:: TEXT SEGMENT ::
* * *

Customer journeys – the hidden partner

Posted by Roger Proctor on 17.04.15

As an agency we are intensely interested in the communications journeys of our client’s prospects and their clients. We develop brand, direct marketing and communications strategies around this understanding, providing insights, carefully identifying and communicating the relevant differentiators, ensuring that calls to action are compelling.

Once we have identified prospects, how do we interact, through what media, with what information and offers and, most importantly, how do we feed them through to sales? All of these tasks are vital and help us deliver significant increases in ROI and leads, whilst cutting the cost per sale. It is what you would and should expect from an agency worth their salt.

But time and time again I have been concerned that, however good and effective we are and because inevitably we are just part of the story in a much, much bigger set of interlinking elements that make up the whole brand and sales experience, there is something missing.

The part of that picture that is still often missing is a small, nascent discipline born in the 1990s, but has yet to become common parlance and receive the recognition and importance that it deserves, particularly in the SME space. If clients get it wrong it can ruin their brand and waste budgets. Also the media just love those service horror stories that fit into the …”how could they have got it so wrong” anecdotes that people smugly relate.

The discipline in question is Service Design. Over the years I have seen clients spend hundreds of thousands on rebrands, advertising and direct marketing but invest nothing in analyzing their service and processes. Why is this?

Possibly because it is often a political hot potato’. Too many vested interests, boats to rock’ or expensive and existing systems that cost too much to change? Is it because marketing, who must be interested in it if they are truly concerned about adding value, is still seen as an overhead and not an investment, to be kept in a box – after all the sales team have enough trouble dealing with them don’t they?

* * *

:: EXTRACTED MATERIAL ::
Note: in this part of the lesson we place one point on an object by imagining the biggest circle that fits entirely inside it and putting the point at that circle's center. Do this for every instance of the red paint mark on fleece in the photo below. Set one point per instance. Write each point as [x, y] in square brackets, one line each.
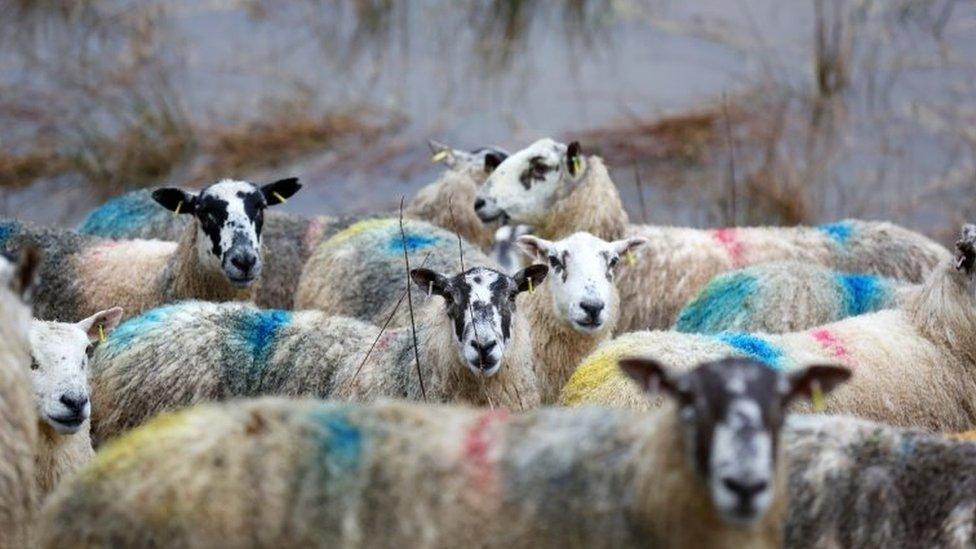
[313, 233]
[477, 447]
[729, 239]
[833, 345]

* * *

:: TASKS AND EXERCISES ::
[1] Copy the row above, which follows the customer journeys post, word for word. Leave the picture out.
[2] Write what comes next in the post on customer journeys and service design, picking up after its final sentence.

:: ANSWERS FOR THIS EXERCISE ::
[1]
Note: in this part of the lesson we place one point on an object by imagining the biggest circle that fits entirely inside it and putting the point at that circle's center. Do this for every instance of the red paint mark on fleece in the photo below. Set one point per instance. Write each point as [x, y] in square brackets, one line each.
[313, 233]
[477, 447]
[729, 239]
[833, 345]

[2]
I have to admit that I don’t know anywhere near enough about Service Design, but no one else seems to either. But what I do recognize is my increasing frustration in the lack of attention that it gets within communications strategy. What exactly are the insights into the processes that prospects and customers go through when they engage, buy and embark on a relationship with our clients? How can Service Design make them better, more rewarding and deliver loyal customers that come back, time and time again.

The following perhaps just illustrates how bad it can really get. I was once interviewing for an Account Director to manage a specific, large financial services client (you will understand that they no longer exist). Half way through the meeting, and it had been going pretty well, the candidate asked very specifically who the client was as we had been keeping it fairly generic up until that point. When I told her she immediately withdrew her application and said that she was currently suing said client for appalling service and major process mistakes. Quite a shock all-round, particularly as the client had a representative on the interview panel!

That was a few years ago but I am still surprised how little attention is still being paid to Service Design. It seems that marketing is still unable to promote its use and no one seems to know quite where it fits. It is almost like one of those conversations where everyone thought someone else was responsible for it and therefore everyone ignored it. But I am sure that it should be a vital part of any communications strategy.

Perhaps it is time that the importance of Service Design was really acknowledged and its use becomes commonplace — integral but also working with and across marketing, sales, manufacturing and operations.

Could be a wise move.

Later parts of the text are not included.